■ **Materials provided**
────────────────────────────────────────

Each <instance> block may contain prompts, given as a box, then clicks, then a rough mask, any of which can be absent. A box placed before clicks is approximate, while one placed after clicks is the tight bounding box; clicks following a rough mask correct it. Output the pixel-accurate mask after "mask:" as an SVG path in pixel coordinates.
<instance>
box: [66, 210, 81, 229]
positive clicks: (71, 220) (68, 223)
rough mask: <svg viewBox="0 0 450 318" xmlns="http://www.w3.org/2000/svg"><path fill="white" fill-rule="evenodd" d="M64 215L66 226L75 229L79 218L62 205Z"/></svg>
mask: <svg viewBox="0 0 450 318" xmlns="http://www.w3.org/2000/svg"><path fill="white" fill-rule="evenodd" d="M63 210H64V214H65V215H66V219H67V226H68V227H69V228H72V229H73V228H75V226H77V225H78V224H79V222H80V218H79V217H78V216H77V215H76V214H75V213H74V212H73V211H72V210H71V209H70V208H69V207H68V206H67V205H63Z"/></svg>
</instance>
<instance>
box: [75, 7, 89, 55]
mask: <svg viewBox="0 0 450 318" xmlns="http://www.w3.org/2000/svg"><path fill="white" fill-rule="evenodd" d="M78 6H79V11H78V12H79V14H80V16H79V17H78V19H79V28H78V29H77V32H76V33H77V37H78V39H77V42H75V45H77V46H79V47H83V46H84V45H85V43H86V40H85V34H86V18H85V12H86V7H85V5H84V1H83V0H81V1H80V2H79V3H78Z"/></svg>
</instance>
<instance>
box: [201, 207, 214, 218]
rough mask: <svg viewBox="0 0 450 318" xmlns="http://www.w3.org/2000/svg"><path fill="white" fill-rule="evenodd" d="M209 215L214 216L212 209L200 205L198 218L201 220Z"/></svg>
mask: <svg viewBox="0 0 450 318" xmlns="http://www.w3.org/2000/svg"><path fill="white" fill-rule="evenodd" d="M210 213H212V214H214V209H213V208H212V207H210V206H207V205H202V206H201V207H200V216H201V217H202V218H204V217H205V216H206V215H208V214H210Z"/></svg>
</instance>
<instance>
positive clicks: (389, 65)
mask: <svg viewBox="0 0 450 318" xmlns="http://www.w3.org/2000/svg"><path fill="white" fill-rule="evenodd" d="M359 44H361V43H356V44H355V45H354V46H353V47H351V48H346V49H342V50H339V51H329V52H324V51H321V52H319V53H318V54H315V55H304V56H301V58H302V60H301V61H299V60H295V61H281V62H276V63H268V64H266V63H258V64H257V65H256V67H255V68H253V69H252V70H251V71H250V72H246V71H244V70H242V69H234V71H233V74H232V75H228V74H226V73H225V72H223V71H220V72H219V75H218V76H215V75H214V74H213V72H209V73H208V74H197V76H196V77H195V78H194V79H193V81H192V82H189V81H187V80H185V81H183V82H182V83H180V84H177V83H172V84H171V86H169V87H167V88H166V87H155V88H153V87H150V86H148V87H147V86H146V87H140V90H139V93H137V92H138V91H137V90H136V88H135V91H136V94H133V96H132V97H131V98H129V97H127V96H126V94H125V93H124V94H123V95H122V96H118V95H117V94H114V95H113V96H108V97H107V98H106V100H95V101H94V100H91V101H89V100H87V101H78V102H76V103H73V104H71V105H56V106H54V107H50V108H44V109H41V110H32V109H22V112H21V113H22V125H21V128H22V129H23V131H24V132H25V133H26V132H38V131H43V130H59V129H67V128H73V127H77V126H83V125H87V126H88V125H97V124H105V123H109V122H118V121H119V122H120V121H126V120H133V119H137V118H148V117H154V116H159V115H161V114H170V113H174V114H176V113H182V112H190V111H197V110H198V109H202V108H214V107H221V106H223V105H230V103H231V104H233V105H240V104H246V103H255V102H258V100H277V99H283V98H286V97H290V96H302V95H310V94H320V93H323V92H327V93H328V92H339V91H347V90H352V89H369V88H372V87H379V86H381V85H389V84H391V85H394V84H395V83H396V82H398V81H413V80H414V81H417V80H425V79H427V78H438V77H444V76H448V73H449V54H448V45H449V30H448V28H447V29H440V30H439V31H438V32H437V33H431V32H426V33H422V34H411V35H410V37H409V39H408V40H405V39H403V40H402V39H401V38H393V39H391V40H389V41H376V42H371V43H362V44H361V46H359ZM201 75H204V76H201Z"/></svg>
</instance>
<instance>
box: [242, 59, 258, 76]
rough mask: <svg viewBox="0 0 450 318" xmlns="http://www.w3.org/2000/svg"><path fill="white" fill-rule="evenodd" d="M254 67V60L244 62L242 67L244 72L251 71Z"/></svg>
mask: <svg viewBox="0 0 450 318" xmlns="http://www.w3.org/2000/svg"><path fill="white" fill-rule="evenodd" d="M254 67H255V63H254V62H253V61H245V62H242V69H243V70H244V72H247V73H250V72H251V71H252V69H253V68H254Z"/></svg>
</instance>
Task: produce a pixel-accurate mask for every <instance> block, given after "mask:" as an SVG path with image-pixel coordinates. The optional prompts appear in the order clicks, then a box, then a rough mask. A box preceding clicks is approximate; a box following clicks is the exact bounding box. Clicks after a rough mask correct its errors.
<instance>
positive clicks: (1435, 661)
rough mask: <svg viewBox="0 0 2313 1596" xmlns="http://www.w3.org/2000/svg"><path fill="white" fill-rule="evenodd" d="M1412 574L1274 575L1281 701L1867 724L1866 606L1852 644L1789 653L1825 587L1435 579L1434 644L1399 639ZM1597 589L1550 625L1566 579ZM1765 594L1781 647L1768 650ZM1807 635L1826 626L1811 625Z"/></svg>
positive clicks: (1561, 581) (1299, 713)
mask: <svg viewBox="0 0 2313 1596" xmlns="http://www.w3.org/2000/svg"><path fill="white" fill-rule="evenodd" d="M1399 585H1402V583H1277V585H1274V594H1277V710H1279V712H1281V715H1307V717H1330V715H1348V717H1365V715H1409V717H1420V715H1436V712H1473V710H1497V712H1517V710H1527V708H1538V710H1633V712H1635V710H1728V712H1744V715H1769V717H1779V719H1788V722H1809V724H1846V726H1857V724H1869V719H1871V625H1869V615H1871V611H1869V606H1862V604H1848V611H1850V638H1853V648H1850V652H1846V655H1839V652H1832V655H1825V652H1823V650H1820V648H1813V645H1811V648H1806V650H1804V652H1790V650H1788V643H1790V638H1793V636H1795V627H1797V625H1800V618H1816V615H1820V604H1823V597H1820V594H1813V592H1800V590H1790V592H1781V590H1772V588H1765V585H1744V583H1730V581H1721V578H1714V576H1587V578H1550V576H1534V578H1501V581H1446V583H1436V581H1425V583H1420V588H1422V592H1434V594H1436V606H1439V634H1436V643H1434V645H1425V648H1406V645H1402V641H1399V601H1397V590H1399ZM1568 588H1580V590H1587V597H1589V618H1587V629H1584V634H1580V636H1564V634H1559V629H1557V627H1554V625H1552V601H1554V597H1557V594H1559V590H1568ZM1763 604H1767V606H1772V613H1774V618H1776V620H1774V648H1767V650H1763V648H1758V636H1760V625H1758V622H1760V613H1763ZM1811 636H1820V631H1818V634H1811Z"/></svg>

────────────────────────────────────────

■ **What the exercise asks**
Using the listing, filter for "approximate" and return the matching lines.

■ **Answer section**
Each <instance> block may contain prompts, given as a box, then clicks, then a rough mask, any of which can be absent. A box placed before clicks is approximate, while one placed after clicks is the tight bounding box; clicks following a rough mask correct it. Output the pixel-accurate mask after "mask:" as an SVG path in pixel coordinates.
Task: produce a pixel-accurate mask for every <instance> block, given after "mask:" as an SVG path with image-pixel coordinates. The optional prompts appear in the order clicks, then a box, then a rough mask. A box preceding clicks is approximate; a box following clicks is the exact bounding box. Clicks after a rough mask correct its errors.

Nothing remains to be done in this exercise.